Nothing but the lines from the one containing "Find the beach chair" to the end of the data should be returned, each exactly as written.

------------------------------------------------

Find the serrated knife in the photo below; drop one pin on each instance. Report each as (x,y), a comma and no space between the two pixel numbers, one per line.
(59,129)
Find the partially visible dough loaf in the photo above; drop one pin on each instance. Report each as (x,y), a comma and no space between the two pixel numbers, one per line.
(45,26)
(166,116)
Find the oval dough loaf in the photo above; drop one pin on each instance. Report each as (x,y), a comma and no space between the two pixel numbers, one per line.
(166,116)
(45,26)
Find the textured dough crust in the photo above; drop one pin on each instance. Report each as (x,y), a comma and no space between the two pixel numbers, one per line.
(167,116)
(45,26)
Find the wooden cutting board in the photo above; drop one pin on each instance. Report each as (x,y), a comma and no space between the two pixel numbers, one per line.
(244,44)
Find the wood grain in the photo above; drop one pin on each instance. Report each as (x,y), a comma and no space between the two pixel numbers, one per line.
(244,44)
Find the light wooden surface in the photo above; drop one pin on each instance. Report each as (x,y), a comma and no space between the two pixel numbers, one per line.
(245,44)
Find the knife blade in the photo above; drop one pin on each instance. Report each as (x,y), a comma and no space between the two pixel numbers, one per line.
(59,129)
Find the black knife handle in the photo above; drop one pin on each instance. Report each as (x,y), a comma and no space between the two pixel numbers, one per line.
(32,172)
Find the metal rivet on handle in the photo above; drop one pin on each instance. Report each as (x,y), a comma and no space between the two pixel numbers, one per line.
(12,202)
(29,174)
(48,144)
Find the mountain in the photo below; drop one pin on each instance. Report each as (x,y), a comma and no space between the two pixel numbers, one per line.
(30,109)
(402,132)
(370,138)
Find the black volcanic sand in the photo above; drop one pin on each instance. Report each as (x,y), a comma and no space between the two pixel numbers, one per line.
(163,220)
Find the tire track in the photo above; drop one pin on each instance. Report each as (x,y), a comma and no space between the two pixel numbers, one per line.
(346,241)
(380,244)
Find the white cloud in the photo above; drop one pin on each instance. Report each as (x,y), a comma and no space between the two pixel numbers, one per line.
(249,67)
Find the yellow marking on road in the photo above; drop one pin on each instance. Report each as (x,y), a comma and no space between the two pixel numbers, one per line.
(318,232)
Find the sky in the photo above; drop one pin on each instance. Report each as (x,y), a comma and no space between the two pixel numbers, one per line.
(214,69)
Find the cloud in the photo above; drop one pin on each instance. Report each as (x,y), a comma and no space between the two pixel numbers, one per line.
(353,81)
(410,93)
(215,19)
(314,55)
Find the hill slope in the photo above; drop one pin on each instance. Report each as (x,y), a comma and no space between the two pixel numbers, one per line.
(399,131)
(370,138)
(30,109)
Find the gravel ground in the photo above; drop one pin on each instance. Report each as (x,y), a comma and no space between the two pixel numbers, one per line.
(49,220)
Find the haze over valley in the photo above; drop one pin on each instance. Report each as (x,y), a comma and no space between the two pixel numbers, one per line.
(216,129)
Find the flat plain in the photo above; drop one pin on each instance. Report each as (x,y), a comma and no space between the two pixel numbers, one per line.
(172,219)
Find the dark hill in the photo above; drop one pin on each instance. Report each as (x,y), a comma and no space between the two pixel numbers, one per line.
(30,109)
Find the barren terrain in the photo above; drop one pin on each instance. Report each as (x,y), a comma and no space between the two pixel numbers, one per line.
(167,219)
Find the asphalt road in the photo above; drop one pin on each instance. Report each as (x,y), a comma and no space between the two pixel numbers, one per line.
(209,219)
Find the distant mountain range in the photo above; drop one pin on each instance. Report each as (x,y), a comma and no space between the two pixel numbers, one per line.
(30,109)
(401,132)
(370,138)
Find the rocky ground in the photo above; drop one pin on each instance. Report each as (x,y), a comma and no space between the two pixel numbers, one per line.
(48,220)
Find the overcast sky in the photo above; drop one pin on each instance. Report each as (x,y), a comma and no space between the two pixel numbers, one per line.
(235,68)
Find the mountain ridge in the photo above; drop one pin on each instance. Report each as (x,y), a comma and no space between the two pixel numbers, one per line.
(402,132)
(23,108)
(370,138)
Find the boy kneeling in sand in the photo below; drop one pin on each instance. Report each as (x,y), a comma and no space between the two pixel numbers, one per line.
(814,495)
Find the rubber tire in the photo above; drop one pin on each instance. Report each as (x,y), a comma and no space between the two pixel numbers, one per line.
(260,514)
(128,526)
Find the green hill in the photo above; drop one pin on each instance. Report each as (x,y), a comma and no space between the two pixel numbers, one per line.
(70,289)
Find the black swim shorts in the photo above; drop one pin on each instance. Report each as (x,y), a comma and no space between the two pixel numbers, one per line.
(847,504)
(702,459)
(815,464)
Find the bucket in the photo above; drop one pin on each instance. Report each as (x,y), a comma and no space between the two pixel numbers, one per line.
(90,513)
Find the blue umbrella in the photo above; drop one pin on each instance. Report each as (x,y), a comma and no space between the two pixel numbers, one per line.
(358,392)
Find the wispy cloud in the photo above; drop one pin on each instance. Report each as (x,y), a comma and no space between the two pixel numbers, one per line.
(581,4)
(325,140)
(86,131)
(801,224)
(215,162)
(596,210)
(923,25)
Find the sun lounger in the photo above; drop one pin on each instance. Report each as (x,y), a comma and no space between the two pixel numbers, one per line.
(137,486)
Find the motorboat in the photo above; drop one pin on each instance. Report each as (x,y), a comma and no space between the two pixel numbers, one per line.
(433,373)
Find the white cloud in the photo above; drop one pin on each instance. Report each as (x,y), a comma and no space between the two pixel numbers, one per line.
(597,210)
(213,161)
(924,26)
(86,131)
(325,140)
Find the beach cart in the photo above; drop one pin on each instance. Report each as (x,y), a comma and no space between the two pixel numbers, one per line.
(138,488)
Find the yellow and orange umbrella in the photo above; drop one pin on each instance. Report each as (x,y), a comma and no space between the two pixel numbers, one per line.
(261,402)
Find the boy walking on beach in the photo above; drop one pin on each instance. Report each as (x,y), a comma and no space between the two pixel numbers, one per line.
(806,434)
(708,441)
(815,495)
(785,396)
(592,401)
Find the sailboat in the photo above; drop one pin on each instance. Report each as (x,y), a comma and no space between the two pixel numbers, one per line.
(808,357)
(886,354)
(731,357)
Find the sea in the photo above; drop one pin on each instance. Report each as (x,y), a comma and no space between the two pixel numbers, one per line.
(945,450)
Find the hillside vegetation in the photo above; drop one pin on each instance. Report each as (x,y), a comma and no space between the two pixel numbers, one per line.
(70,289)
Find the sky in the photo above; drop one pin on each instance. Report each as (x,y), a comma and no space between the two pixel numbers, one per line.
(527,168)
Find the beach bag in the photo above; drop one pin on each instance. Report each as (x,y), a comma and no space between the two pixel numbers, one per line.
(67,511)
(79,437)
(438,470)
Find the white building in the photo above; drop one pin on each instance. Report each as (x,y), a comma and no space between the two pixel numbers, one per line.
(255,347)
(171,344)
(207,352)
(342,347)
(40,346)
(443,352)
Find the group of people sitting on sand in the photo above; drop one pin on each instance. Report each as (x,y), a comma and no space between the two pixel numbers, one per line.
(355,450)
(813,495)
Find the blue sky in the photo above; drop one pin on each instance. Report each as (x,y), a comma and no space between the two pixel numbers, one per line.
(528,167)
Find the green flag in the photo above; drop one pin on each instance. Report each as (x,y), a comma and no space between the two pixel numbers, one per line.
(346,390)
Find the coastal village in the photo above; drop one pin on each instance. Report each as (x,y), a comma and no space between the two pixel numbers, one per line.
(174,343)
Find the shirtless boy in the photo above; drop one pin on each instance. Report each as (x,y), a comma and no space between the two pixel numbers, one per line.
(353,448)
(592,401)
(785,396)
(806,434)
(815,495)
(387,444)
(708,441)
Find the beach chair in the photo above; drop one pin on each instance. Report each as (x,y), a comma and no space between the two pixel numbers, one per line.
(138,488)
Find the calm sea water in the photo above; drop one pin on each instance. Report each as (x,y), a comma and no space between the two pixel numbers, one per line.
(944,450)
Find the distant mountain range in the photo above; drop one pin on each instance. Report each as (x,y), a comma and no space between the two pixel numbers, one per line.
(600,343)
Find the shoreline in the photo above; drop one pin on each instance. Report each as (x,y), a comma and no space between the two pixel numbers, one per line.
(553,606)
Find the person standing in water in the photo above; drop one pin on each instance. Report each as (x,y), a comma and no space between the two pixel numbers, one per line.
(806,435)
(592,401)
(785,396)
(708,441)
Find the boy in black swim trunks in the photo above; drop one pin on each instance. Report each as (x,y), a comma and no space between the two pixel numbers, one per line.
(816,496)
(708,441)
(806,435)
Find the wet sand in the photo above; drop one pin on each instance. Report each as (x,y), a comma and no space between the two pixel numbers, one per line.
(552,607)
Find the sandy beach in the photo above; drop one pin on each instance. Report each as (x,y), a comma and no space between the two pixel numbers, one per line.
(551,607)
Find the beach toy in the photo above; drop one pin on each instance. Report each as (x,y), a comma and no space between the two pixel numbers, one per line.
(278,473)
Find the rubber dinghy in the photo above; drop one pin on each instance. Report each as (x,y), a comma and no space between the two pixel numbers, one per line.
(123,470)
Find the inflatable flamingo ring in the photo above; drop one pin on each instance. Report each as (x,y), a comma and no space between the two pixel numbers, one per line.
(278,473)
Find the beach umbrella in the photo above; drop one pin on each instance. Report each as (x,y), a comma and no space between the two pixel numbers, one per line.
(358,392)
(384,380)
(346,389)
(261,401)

------------------------------------------------

THE OUTPUT:
Find the beach chair in the photo above; drop one pin on each instance. Report each as (x,y), a comma and no space between the two pixel numbers, one per line.
(138,488)
Find the calm sea water in the photo above; drop one pin on each instance. Report each as (x,y), a comma and no space between the two pixel numbers, one per line.
(944,450)
Find the distant mountain range in the photo above; drop one pin on each instance. Report each as (x,y), a comma and no space between the two pixel numbers, one per line.
(600,343)
Find the shoreline in the photo above; drop one pin on each instance. Report each as (x,y), a comma and no space between the two pixel numbers, one per line.
(553,606)
Find the person standing in water in the photo above; drop one pin on each instance. Report each as (x,y), a comma and no space between the two pixel numbers, one per line.
(806,435)
(592,401)
(785,396)
(708,441)
Find the boy in black swim trunks in the photo above; drop one pin on each instance. Report each as (x,y), a comma and no space between the two pixel numbers, one per line.
(816,496)
(708,441)
(806,435)
Find the wet sand in the photo above; drop one pin on each instance. Report each as (x,y), a comma and no space between the two pixel numbers, one per line.
(552,607)
Find the sandy beach in the photo above; drop one pin on each instance. Report each as (x,y), a comma and no space between the two pixel numbers, one per line.
(551,607)
Find the beach toy in the photo above; drop one pin on each instance. Report each as (x,y), a comma and no space between the two pixel numbers, one per line.
(278,473)
Find the rubber dinghy in the photo above; drop one pin on each instance. Report each as (x,y), a comma and no space between the two pixel numbers, one per line.
(123,470)
Find the inflatable flamingo ring in the photo above; drop one pin on each instance. Report each as (x,y), a comma and no space between the two pixel numbers, one per line.
(278,473)
Find the beach umbrella in the photo above; drop one pin on each instance. Report each as (x,y), a comma and no space between the two pixel numbers, one per line.
(358,392)
(384,380)
(346,389)
(261,401)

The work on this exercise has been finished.